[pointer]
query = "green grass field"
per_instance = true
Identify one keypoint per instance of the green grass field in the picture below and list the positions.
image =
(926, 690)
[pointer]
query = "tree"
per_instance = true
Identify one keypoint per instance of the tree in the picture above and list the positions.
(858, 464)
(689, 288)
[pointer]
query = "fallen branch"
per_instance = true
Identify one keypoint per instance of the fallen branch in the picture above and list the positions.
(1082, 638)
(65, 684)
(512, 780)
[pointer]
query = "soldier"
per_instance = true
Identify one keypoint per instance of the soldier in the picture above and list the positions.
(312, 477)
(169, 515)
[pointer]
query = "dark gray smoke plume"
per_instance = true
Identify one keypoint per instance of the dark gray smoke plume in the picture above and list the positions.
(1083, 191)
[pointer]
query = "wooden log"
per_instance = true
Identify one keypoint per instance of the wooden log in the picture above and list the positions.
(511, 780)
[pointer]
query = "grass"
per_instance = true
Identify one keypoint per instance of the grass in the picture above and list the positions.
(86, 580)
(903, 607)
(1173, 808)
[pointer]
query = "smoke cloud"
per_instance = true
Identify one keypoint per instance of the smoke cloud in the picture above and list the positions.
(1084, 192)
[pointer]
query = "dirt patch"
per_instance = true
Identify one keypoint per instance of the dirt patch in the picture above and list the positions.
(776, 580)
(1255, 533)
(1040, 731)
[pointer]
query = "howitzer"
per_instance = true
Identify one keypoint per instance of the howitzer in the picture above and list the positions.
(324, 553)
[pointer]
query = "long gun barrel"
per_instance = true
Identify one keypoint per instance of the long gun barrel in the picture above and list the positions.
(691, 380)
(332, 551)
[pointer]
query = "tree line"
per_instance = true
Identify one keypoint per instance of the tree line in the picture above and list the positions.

::::::

Brief: Retype the whole listing, matching it exactly.

Response to this exercise:
[pointer]
query = "green grass field"
per_instance = true
Identify one keypoint per instance of the green grass field in the picture below and list the positions.
image =
(926, 690)
[pointer]
query = "tree"
per_instance = true
Identify one keypoint per instance of the tree in the picture above and list the positions.
(858, 464)
(689, 288)
[pointer]
query = "fallen branch"
per_instance = true
Identify one keypoint per instance of the fallen branch in the picture above and list the positions.
(1082, 638)
(65, 684)
(512, 780)
[pointer]
query = "soldier"
per_instance = true
Identify one keypoint per instance of the soldier in the picture above and list the positions.
(312, 477)
(169, 515)
[pointer]
query = "dark gray smoke plume"
per_instance = true
Identify one keypoint per instance of the dark gray smoke plume in the picture above and list the positions.
(1083, 191)
[pointer]
query = "wooden log"
per_instance = true
Identify one keypoint per instance of the wooden log in the picture above and list the positions.
(511, 780)
[pointer]
query = "grass"
per_instance = true
Identify one keypoint per instance of the grass in the picture above and list the positions.
(86, 580)
(903, 607)
(1173, 808)
[pointer]
query = "smoke cloud"
per_instance = true
Identify one keypoint per instance of the smoke cloud in the picture above and list the positions.
(1084, 192)
[pointer]
query = "dirt patch"
per_instance = true
Identify one keypoint per instance of the dirt patch in the picture above and list the positions.
(776, 580)
(1255, 533)
(1040, 731)
[pointer]
query = "howitzer"
per_instance = true
Identify one keypoint per instance of the howitzer in the picture above and list the positions.
(324, 553)
[pointer]
query = "long gun barrel"
per_instance = true
Identify one keypoint per instance of the long gun barrel in the picture above and list the positions.
(691, 380)
(332, 551)
[pointer]
query = "tree line"
per_instance = true
Identify one keypoint per instance of the tree line in the picture above and list the positions.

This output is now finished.